__Task goal__. Retype each entry below precisely as it reads.

(Stored data)
----

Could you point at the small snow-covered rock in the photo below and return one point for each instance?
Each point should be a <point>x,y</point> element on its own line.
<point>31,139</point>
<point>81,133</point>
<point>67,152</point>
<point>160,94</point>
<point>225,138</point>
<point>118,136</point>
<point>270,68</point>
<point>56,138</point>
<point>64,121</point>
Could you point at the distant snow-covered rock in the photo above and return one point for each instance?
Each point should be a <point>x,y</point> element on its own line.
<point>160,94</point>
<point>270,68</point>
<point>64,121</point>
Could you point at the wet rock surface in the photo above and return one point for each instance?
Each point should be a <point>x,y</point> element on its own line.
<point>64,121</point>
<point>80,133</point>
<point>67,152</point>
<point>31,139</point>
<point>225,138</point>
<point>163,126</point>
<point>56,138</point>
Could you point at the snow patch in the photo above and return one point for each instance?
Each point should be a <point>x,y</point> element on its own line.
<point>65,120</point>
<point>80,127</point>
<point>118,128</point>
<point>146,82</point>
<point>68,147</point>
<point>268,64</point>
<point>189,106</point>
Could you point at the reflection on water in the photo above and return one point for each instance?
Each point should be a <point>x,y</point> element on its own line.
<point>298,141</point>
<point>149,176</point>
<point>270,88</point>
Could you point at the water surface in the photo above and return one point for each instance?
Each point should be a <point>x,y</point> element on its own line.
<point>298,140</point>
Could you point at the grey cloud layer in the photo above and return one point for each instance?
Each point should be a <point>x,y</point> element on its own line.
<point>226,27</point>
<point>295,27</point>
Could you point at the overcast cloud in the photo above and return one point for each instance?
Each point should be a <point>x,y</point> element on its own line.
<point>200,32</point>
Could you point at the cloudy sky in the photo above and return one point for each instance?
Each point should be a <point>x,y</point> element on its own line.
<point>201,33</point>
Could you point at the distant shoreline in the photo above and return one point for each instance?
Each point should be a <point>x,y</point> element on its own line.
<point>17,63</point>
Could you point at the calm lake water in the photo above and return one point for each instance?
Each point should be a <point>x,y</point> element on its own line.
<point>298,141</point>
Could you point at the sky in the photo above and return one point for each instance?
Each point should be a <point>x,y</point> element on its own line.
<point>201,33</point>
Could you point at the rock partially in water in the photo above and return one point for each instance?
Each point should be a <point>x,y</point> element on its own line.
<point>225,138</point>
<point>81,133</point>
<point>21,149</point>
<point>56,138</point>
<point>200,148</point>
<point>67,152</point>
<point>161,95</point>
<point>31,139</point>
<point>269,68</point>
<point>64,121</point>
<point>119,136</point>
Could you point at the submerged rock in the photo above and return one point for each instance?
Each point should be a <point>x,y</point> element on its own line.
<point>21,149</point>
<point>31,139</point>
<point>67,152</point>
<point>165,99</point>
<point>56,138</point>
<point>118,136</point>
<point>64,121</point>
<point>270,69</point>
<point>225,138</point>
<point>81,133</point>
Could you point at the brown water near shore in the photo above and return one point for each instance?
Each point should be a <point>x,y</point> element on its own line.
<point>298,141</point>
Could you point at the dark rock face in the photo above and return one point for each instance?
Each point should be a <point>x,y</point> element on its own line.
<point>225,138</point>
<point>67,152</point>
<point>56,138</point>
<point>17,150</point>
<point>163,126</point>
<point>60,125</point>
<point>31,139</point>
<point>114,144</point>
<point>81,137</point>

----

__Answer section__.
Could you point at the small snow-covered rock in the photo below and return one point for each instance?
Each point should be a <point>x,y</point> element on its own line.
<point>31,139</point>
<point>81,133</point>
<point>67,152</point>
<point>160,94</point>
<point>225,138</point>
<point>118,136</point>
<point>270,68</point>
<point>56,138</point>
<point>64,121</point>
Could you point at the distant snow-covered rock in the photo above and return one point for each instance?
Each point should be a <point>x,y</point> element on its own line.
<point>160,94</point>
<point>270,68</point>
<point>64,121</point>
Could you point at the wet rock surface in the photo above and return one point for each instance?
Each point should be a <point>x,y</point> element on its own line.
<point>64,121</point>
<point>80,133</point>
<point>67,152</point>
<point>31,139</point>
<point>225,138</point>
<point>163,126</point>
<point>56,138</point>
Could you point at the snow patch in the photo above and return one point for each instance?
Each point should be a <point>x,y</point> element on its own line.
<point>65,120</point>
<point>80,127</point>
<point>118,128</point>
<point>146,82</point>
<point>68,147</point>
<point>268,64</point>
<point>189,106</point>
Could you point at the reflection on water in the photo above and return one point for each instance?
Each point should be a <point>x,y</point> element on its own line.
<point>298,141</point>
<point>149,176</point>
<point>270,88</point>
Could you point at the water surface in the photo above and return one point for each instance?
Each point should be a <point>x,y</point> element on its own line.
<point>298,140</point>
Could you point at the grey cloud layer in the photo above and return one point for each instance?
Each point should be a <point>x,y</point> element on its own line.
<point>226,27</point>
<point>295,27</point>
Could you point at the overcast cloud in the photo above and return one point for each instance?
Each point should be a <point>x,y</point> element on its own line.
<point>200,32</point>
Could you point at the cloudy sky in the photo above and return one point for each instance?
Each point should be a <point>x,y</point> element on its own line.
<point>201,33</point>
Could you point at the distant shoreline in the photo above and return one point for each instance?
Each point should be a <point>x,y</point> element on its own line.
<point>17,63</point>
Could you point at the calm lake water in the photo above and return one point for each instance?
Each point should be a <point>x,y</point> element on its own line.
<point>298,141</point>
Could you point at the sky in the photo above and return one point for each instance?
Each point should be a <point>x,y</point> element on its own line.
<point>201,33</point>
Could you point at the rock partially in water in the photo above and return one point for each instance?
Each point should be a <point>x,y</point> element on its own line.
<point>225,138</point>
<point>81,133</point>
<point>21,149</point>
<point>56,138</point>
<point>200,148</point>
<point>67,152</point>
<point>161,95</point>
<point>31,139</point>
<point>269,68</point>
<point>64,121</point>
<point>119,136</point>
Could you point at the submerged rock in the photo above and return one point for each instance?
Each point should be a <point>x,y</point> element on its own line.
<point>21,149</point>
<point>31,139</point>
<point>67,152</point>
<point>165,99</point>
<point>56,138</point>
<point>118,136</point>
<point>64,121</point>
<point>270,69</point>
<point>225,138</point>
<point>81,133</point>
Could you point at the brown water near shore in the photo above and return one point for each instance?
Each point should be a <point>x,y</point> element on its own line.
<point>298,141</point>
Could you point at the dark rock face in the photo above and return one point for each instance?
Each point should be a <point>x,y</point> element on its own line.
<point>225,138</point>
<point>67,152</point>
<point>56,138</point>
<point>17,150</point>
<point>163,126</point>
<point>60,125</point>
<point>31,139</point>
<point>114,144</point>
<point>81,137</point>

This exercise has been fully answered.